(Saved entries)
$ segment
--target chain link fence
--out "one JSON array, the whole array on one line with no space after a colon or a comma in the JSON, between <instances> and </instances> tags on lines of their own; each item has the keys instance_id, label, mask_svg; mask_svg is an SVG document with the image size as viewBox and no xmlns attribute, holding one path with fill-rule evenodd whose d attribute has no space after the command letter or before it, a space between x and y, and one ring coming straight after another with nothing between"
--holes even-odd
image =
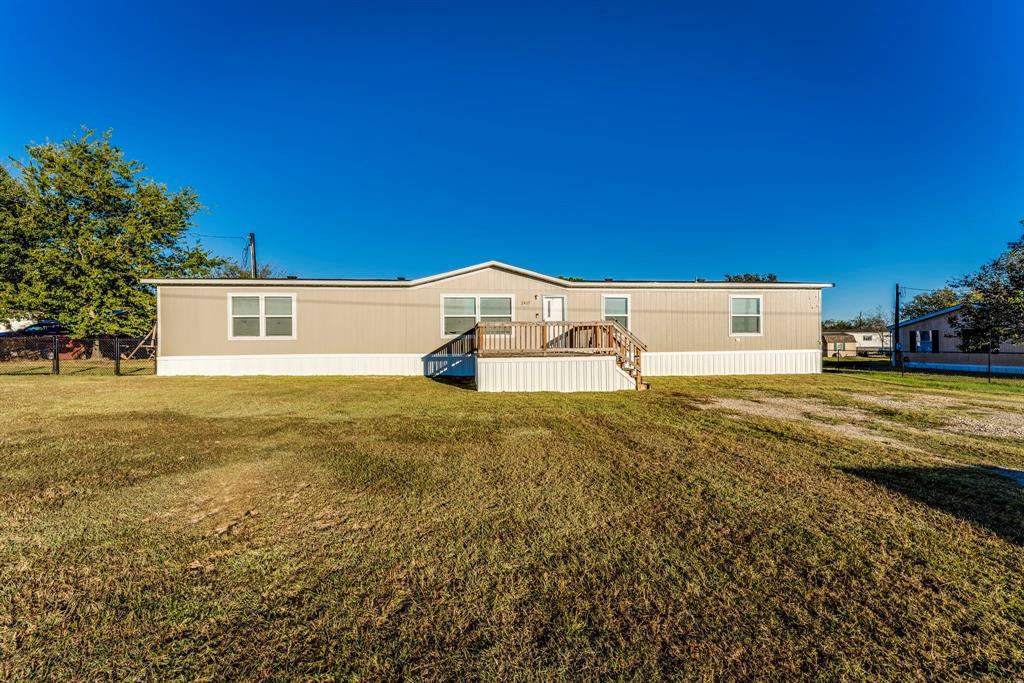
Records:
<instances>
[{"instance_id":1,"label":"chain link fence","mask_svg":"<svg viewBox=\"0 0 1024 683\"><path fill-rule=\"evenodd\" d=\"M152 337L0 336L0 375L153 375Z\"/></svg>"},{"instance_id":2,"label":"chain link fence","mask_svg":"<svg viewBox=\"0 0 1024 683\"><path fill-rule=\"evenodd\" d=\"M877 372L931 373L973 375L992 378L1024 378L1024 353L998 351L972 353L943 351L942 353L913 352L901 354L895 362L890 358L864 358L860 356L827 356L822 360L825 372L870 370Z\"/></svg>"}]
</instances>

• [DESCRIPTION OF THE TASK]: Find the string "image" in the data. Report each line it appears in.

• [REPLY]:
--out "one JSON array, the whole array on one line with no space after a colon or a comma in the JSON, between <instances> and </instances> tags on lines of their own; each item has the keys instance_id, label, mask_svg; mask_svg is an SVG document with the image size as viewBox and no xmlns attribute, holding one path with fill-rule evenodd whose d attribute has no space after the command letter or before it, a space between x and y, and one ring coming straight after another with nothing between"
image =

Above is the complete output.